-- CHALLENGE --
Quote, without any change, the line that contains "find | large cloud" and all lines that follow it to the end of the data below.

-- ENTRIES SHOWN --
◆ ◆ ◆ ◆ ◆
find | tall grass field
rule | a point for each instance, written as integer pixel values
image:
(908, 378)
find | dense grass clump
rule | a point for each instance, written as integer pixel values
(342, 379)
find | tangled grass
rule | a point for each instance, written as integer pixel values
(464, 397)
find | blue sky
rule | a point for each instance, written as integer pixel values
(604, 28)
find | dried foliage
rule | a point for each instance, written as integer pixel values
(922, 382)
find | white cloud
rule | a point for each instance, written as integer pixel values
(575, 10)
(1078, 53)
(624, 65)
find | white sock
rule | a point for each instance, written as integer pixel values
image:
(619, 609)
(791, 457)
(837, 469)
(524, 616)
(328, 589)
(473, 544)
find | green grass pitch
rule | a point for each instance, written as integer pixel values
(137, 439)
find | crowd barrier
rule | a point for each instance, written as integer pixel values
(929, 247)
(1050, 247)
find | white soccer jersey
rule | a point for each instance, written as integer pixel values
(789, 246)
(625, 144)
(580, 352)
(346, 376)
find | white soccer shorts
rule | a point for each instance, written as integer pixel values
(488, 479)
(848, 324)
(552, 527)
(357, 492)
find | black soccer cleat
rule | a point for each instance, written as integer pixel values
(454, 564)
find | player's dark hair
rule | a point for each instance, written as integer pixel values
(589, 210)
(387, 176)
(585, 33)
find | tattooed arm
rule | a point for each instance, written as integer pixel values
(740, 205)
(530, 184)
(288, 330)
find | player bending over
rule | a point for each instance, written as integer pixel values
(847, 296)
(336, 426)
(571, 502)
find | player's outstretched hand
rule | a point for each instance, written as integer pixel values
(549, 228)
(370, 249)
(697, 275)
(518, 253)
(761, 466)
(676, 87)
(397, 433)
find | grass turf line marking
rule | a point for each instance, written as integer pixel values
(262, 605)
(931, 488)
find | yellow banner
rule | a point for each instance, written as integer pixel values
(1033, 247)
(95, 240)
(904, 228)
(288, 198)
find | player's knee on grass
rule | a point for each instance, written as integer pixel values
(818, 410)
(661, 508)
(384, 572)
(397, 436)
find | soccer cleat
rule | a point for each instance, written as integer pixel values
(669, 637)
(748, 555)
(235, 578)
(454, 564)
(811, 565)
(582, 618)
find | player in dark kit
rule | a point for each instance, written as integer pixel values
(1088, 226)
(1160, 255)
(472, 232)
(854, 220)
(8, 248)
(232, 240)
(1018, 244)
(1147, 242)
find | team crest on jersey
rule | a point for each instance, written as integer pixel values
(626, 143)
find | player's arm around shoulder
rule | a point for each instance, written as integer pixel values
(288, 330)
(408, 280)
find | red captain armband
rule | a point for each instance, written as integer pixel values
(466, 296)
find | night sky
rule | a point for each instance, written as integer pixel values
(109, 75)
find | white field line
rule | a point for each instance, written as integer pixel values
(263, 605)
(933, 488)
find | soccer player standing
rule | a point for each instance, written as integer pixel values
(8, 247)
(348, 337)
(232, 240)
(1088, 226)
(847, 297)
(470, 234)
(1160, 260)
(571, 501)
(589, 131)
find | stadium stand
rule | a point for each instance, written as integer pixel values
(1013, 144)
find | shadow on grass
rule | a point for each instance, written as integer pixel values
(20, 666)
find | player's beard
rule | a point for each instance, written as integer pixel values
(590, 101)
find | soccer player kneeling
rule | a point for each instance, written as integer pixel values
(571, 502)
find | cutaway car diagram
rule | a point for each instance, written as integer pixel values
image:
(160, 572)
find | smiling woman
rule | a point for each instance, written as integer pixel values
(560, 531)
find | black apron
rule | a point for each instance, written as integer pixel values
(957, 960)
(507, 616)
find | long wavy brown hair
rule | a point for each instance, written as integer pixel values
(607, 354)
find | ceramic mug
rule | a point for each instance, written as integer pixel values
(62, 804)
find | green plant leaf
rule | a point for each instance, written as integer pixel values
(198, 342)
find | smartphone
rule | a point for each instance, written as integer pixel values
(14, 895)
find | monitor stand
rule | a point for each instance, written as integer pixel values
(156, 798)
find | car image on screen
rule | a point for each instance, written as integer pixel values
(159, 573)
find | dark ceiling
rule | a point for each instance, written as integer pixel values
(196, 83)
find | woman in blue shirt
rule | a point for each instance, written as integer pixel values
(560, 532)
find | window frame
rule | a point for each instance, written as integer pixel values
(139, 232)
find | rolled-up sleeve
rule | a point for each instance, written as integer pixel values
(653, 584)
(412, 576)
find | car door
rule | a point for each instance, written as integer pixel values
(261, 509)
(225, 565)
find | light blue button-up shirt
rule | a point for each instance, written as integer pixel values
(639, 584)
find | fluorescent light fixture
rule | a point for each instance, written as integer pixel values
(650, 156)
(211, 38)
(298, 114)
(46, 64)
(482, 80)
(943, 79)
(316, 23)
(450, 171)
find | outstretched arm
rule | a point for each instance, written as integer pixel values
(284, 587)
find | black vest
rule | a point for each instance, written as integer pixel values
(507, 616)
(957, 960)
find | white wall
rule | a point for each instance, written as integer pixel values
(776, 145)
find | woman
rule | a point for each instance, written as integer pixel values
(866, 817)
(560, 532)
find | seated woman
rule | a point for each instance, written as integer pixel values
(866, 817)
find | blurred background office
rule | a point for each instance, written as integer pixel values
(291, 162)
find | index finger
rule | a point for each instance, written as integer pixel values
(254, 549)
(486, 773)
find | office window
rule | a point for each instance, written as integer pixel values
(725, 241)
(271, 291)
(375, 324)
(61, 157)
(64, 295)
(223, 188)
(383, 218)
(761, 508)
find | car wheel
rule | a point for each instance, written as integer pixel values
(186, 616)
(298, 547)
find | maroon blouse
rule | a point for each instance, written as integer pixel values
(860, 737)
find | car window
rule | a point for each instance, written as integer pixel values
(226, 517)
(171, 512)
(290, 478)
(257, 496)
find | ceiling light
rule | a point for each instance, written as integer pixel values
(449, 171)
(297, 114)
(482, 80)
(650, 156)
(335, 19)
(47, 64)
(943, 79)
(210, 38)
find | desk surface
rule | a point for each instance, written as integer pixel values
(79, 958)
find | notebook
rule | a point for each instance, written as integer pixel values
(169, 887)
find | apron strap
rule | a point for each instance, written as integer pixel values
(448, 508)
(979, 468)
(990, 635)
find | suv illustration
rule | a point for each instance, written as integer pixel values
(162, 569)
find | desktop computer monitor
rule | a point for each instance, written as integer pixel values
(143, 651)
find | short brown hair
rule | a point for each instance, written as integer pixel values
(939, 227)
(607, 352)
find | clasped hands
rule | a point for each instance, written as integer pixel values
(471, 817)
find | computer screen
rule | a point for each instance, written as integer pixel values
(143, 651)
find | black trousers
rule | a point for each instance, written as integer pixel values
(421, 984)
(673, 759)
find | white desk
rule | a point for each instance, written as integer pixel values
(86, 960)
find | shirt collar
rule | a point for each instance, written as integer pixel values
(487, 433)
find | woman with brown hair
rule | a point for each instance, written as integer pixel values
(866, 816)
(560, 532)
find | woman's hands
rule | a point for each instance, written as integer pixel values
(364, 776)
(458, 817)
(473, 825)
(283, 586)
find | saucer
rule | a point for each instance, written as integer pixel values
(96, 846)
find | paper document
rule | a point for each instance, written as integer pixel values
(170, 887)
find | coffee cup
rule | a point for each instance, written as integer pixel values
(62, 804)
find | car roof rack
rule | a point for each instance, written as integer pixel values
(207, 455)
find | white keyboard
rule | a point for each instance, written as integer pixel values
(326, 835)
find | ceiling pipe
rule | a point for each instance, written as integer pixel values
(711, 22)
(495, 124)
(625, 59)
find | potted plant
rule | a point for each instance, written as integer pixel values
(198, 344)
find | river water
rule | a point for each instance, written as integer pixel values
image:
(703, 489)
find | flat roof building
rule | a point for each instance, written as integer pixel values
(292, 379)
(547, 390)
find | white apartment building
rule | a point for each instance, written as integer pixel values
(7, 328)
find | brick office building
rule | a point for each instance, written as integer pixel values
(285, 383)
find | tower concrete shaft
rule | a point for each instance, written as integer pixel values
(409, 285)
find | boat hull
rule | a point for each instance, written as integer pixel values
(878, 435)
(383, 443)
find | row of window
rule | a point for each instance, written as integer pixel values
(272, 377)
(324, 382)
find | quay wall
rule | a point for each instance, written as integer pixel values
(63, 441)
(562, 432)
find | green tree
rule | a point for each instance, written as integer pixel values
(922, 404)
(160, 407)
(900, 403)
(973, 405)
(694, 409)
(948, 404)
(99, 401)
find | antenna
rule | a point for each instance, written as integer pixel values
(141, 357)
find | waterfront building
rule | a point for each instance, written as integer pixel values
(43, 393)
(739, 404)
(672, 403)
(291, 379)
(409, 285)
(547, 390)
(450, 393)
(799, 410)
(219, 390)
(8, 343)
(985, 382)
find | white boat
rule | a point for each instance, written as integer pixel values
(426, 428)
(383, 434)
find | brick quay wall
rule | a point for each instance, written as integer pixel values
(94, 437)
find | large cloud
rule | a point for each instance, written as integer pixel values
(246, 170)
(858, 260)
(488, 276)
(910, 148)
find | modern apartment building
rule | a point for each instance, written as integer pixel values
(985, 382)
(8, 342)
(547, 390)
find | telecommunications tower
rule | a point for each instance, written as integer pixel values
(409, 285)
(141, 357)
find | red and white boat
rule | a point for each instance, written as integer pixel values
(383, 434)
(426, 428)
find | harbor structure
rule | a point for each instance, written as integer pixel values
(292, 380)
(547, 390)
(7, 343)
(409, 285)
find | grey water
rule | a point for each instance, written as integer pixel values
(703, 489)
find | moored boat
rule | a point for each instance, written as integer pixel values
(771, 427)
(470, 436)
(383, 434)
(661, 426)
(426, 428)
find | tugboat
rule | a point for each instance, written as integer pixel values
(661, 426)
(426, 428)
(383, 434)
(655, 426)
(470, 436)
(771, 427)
◆ ◆ ◆ ◆ ◆
-- WRITTEN RESPONSE --
find | large cloud
rule | a point for each instance, written as integer pixel values
(246, 170)
(858, 260)
(488, 276)
(910, 148)
find | modern apartment building
rule | a point for each instance, written as integer pixel values
(985, 382)
(8, 342)
(547, 390)
find | telecommunications tower
rule | a point for each instance, written as integer pixel values
(409, 285)
(141, 357)
find | red and white boat
rule | a point for each instance, written as integer pixel values
(383, 434)
(426, 428)
find | harbor structure
rule | a point for each instance, written as integer pixel values
(292, 380)
(547, 390)
(7, 343)
(409, 285)
find | grey water
rule | a point for each instance, written as integer pixel values
(703, 489)
find | moored boat
rule | a point for each instance, written as integer pixel values
(771, 427)
(470, 436)
(383, 434)
(661, 426)
(426, 428)
find | tugboat
rule | a point for each instance, written as integer pixel values
(661, 426)
(426, 428)
(383, 434)
(655, 426)
(470, 436)
(771, 427)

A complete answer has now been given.